(Items from a data source)

▼

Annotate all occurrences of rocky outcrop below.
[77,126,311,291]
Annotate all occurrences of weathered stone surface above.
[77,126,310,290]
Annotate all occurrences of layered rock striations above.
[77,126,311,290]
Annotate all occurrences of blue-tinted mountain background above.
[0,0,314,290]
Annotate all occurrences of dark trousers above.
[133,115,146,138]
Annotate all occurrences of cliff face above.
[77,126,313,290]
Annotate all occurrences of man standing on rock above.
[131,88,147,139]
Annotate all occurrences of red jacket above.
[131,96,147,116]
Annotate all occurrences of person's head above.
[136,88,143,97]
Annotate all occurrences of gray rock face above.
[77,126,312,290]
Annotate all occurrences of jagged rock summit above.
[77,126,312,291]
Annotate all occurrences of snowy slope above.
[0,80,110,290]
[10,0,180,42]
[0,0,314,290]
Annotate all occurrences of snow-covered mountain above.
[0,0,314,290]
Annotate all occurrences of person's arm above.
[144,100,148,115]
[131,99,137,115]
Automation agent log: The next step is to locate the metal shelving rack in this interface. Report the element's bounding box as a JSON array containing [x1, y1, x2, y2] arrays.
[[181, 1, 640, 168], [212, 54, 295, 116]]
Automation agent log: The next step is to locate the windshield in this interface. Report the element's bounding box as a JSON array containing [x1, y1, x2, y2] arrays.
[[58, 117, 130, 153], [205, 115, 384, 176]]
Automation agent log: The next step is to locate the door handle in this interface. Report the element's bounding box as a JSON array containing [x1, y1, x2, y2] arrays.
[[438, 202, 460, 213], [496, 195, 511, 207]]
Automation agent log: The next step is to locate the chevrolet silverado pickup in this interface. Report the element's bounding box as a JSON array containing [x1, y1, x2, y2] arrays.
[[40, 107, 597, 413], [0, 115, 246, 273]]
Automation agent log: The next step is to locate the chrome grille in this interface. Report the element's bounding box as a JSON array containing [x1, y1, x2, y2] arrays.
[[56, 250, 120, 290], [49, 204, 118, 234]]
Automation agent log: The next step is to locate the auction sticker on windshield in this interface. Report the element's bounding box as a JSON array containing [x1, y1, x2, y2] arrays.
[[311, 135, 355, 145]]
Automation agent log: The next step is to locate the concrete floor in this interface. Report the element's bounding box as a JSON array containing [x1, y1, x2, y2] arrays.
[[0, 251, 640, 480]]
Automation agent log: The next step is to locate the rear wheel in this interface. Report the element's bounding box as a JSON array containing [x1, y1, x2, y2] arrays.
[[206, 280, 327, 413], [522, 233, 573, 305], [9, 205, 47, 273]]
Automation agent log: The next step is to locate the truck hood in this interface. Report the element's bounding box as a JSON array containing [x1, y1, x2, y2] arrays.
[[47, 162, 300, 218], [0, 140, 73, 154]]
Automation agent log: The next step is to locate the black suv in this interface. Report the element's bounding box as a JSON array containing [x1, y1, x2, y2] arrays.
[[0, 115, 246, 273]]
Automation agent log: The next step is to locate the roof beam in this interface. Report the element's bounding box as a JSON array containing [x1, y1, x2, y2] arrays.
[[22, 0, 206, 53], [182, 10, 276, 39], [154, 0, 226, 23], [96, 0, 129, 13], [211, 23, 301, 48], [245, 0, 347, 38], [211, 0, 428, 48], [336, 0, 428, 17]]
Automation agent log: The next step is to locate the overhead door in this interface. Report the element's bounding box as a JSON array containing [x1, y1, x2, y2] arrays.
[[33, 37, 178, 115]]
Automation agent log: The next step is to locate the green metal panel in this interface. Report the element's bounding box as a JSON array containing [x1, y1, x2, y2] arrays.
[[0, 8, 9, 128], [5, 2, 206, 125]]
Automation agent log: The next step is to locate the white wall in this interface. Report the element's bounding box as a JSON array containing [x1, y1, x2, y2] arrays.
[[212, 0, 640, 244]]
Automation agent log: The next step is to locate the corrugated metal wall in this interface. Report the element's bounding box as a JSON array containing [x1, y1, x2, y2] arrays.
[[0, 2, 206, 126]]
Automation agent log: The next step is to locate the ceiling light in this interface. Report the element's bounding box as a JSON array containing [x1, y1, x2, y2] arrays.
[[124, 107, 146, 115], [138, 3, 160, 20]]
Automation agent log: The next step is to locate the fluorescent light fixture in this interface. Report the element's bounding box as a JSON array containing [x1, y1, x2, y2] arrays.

▲

» WORK TO COMPLETE
Return every line of the material above unchanged, from the first line to the last.

» ANSWER BELOW
Annotate all occurrences of rocky outcrop below.
[77,126,311,291]
Annotate all occurrences of weathered stone surface above.
[77,126,310,290]
Annotate all occurrences of layered rock striations above.
[77,126,311,290]
Annotate all occurrences of blue-tinted mountain background above.
[0,0,314,290]
Annotate all occurrences of dark trousers above.
[133,115,146,138]
Annotate all occurrences of cliff face above.
[77,126,313,290]
Annotate all occurrences of man standing on rock above.
[131,88,147,139]
Annotate all occurrences of red jacket above.
[131,96,147,116]
Annotate all occurrences of person's head above.
[136,88,143,97]
Annotate all occurrences of gray rock face above.
[77,126,312,290]
Annotate all occurrences of jagged rock summit above.
[77,126,312,291]
Annotate all occurrences of snowy slope above.
[0,80,110,290]
[10,0,180,42]
[0,0,314,290]
Annotate all occurrences of snow-covered mountain above.
[0,0,314,290]
Annotate all occurrences of person's arm above.
[144,100,148,115]
[131,99,137,115]
Automation agent log: The next step is to locate the metal shelving rack in this interface. Report the element's bounding box as a JSON array containing [x1, y1, x2, y2] arrays.
[[181, 1, 640, 168], [212, 54, 295, 116]]
Automation agent log: The next step is to locate the windshield in this interface. Report the element's bounding box as a JSON array containing [x1, y1, x2, y2] arrays.
[[58, 117, 130, 153], [205, 115, 384, 176]]
Automation agent log: The next step is to locate the door handle in this interface. Report the element's bounding box as a JSON array containing [x1, y1, x2, y2] arrays.
[[438, 202, 460, 213], [496, 195, 511, 207]]
Automation agent log: The next step is to locate the chevrolet silverado pickup in this interface. Report the element's bounding box as a JSON array containing [x1, y1, x2, y2] arrays.
[[40, 107, 597, 413], [0, 115, 246, 273]]
Automation agent log: The next step is to locate the chrome grille in this interface. Report the element's bounding box as a JSON array containing [x1, y1, x2, y2] arrays.
[[56, 250, 120, 290], [49, 204, 118, 234]]
Automation agent log: The next step is to locate the auction sticker on windshield in this interface. Report the element's bounding box as a JSON array containing [x1, y1, x2, y2] arrays.
[[311, 135, 355, 145]]
Automation agent log: The next step is to locate the concrete floor in this interface. Report the element's bounding box as a JSON array containing [x1, y1, x2, y2] arrays.
[[0, 251, 640, 480]]
Automation agent log: The next step is to locate the rear wheel in this interface. Report the element's bounding box as a JSON array containing [x1, y1, x2, y2] arrays.
[[206, 280, 327, 413], [522, 233, 573, 305], [9, 205, 47, 273]]
Automation agent log: The next step is to locate the truck hood in this interface. Report the element's bounding box as a JSON array containing [x1, y1, x2, y2] arrays.
[[47, 162, 300, 218], [0, 140, 73, 154]]
Automation agent log: The next step is to locate the black suv in this interface. Report the element's bounding box as a JSON array containing [x1, y1, x2, y2] arrays.
[[0, 115, 246, 273]]
Automation agent log: The next step is to locate the roof beam in this interface. Report the element's bounding box as a JSON array containing [x1, y1, x2, y2] arrays.
[[22, 0, 206, 53], [182, 10, 276, 39], [154, 0, 226, 23], [96, 0, 129, 13], [211, 23, 301, 48], [245, 0, 347, 38], [211, 0, 428, 48], [336, 0, 428, 17]]
Automation agent log: The next step is to locate the overhead door in this interface. Report the element's bounding box as a JSON array containing [x1, y1, x2, y2] arrays.
[[33, 37, 178, 115]]
Automation agent log: The next step is to locate the green metal panel in this interface. Report the element's bounding box as a JSON array containing [x1, y1, x2, y2] arrays.
[[0, 8, 9, 128], [5, 2, 206, 125]]
Automation agent log: The next step is to locate the white wall in this interface. Report the element's bounding box as a JSON array containing [x1, y1, x2, y2] arrays.
[[212, 0, 640, 244]]
Automation agent log: The next step is to locate the corrugated metal wall in this interface. Report the element's bounding box as a JSON array containing [x1, y1, x2, y2] arrays.
[[0, 2, 206, 126]]
Automation agent log: The next step is to locate the ceiling light in this interface. Report the element's bounding box as a JSON array containing [x1, y1, x2, y2] arrays.
[[124, 107, 146, 115], [138, 3, 160, 20]]
Automation agent log: The next step is to locate the fluorescent light fixture in this interface. Report the element's bounding box as a JSON array containing [x1, y1, x2, y2] arrays.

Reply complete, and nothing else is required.